— Consigna de trabajo —
Retoma el relato sobre los años de fútbol amateur a partir de su última oración.

— Texto presentado —
◆ ◆ ◆ ◆ ◆
Entre los 16 y los 28 jugué casi todos
los fines de semana al fútbol. Nunca la rompí, tampoco fui un desastre.
Delantero livianito del montón o en su defecto volante por derecha. En el pan y
queso jamás fui el primero pero tampoco recuerdo haber sido el ultimo. Ahí.
¿El punto más alto de mi carrera? un gol que le metí a Hebraica en la
cancha de Excursionistas, jugando para Centro Galicia. En offside.
Al mudarme a Estados Unidos, viví una
especie de reverdecer futbolero envalentonado por la nostalgia y,
particularmente, por el deplorable nivel de la mayoría, que provocó el
inevitable espejismo de que en realidad yo no era tan malo como creía. La chapa
de argento, un par de gritos, alguna pisada sapiente, la eterna boquilla
rioplatense, cosas que en los picados nuestros son moneda corriente, acá me
catapultaron a la condición de caudillo y dueño de la pelota.
Arranqué en cancha de 11 en el Flamingo
Park de Miami Beach. Me paré de 5, taura, chamuyero y camiseteador en los
corners.
Al poco tiempo estaba como DT del
equipo femenino, donde fracasé en mi intento de imponer el 4-3-1-2 Menottiano
tirando el achique, lo que llamamos “la nuestra.” Acá asocian el deporte (en
este caso el fútbol) con el esfuerzo físico y el juego limpio. Nosotros tenemos
en el ADN grabadas a fuego dos instrucciones: 1) que corra la pelota no el
jugador 2) trampa es solamente si te ve el árbitro.
◆ ◆ ◆ ◆ ◆
[Datos recopilados]
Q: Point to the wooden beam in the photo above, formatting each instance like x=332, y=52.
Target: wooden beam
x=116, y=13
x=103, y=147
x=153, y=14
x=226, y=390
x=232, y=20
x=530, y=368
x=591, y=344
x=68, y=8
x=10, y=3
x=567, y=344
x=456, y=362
◆ ◆ ◆ ◆ ◆
— Espacio de respuesta —
Un abismo antropológico insalvable.
Después pasé a Key Biscayne con una
barra de argentinos.
Ya el aura se empezaba a diluir: entre
gitanos no nos leemos la suerte. También asomaba el fantasma del deterioro
físico, los inevitables efectos de la edad. Algún que otro fútbol 5 con amigos,
el nunca desentramado misterio del fútbol-playa, propiedad exclusiva de los
brasucas que juegan de aire y a un toque, poco más.
Finalmente, una rutina semanal con
gente del trabajo: todos los martes a las 8.
Pasaron meses. Años. Un elenco estable
de muchachos con algún que otro aditamento rutilante de ocasión, pero más o
menos los mismos siempre. Se había aburguesado la nostalgia, ya no me brotaba
por los poros la salvaje adrenalina de potrero, ya no vendía humo pisándola y
levantando la cabeza saliendo del área.
No solamente estaba más viejo, también
estaba más gringo.
Cada regreso a casa al cabo del partido
avizoraba un poquito más el desenlace. Ventanillas y medias bajas, timbos
desatados, el bolso abierto, las vendas asomando. Olor a aceite verde.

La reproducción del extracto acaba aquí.